* START *

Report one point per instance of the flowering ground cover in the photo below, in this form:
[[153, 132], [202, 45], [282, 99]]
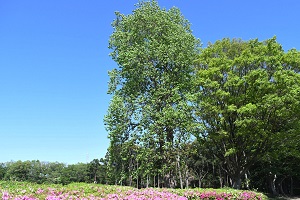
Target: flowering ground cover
[[81, 191]]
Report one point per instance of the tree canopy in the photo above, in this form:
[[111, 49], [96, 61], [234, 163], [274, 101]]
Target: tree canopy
[[181, 113]]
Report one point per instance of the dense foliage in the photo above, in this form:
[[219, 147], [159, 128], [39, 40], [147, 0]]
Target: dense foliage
[[28, 191], [185, 116], [53, 172]]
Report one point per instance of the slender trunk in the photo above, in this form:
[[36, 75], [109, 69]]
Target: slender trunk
[[237, 181], [280, 186], [220, 177], [247, 181], [272, 180], [179, 172], [186, 180], [292, 188], [147, 185]]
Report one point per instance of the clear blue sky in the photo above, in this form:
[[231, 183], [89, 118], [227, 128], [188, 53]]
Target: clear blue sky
[[54, 63]]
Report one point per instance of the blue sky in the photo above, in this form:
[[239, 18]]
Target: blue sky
[[54, 63]]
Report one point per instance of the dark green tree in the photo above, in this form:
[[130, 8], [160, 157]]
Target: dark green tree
[[247, 100]]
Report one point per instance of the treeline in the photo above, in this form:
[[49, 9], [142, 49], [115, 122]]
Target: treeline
[[54, 172], [186, 116]]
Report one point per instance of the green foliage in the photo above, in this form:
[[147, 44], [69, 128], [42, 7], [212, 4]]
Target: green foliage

* END *

## What the exercise asks
Each record above must be returned exactly as written, with its pictures omitted.

## Task response
Report one point per instance of the flowering ground cover in the photo below, in this form:
[[153, 132], [202, 45], [282, 99]]
Target: flowering ground cover
[[81, 191]]
Report one point per instance of the tree canopy in the photo above, in this form:
[[111, 49], [96, 61], [234, 163], [274, 101]]
Target: tree canopy
[[181, 113]]
Report one point per instance of the dense foliage in the photo above, in this form:
[[219, 147], [159, 128], [39, 40], [147, 0]]
Target: dense foliage
[[28, 191], [185, 116], [53, 172]]
Report one point per instance of the slender trunk in the photo above, in this form:
[[36, 75], [109, 69]]
Target: slender trunk
[[237, 181], [280, 186], [220, 177], [247, 181], [272, 180], [179, 172], [186, 180], [292, 188], [147, 185]]
Report one point per instance of the clear blue sky in the photo above, in this form:
[[231, 183], [89, 118], [227, 128], [188, 53]]
Target: clear blue sky
[[54, 63]]
Report one point per instance of the blue sky in the photo above, in this form:
[[239, 18]]
Target: blue sky
[[54, 63]]
Report one point per instance of the dark green tree in the photo above, in this form:
[[130, 8], [160, 157]]
Target: dark green tree
[[247, 100]]
Report one point per instance of the treeline in the photo above, in this form:
[[49, 9], [142, 49], [115, 122]]
Target: treeline
[[54, 172], [186, 116]]
Report one point per instance of the green foliage in the photo above, in this form:
[[147, 44], [69, 128], [42, 7], [212, 4]]
Target: green foliage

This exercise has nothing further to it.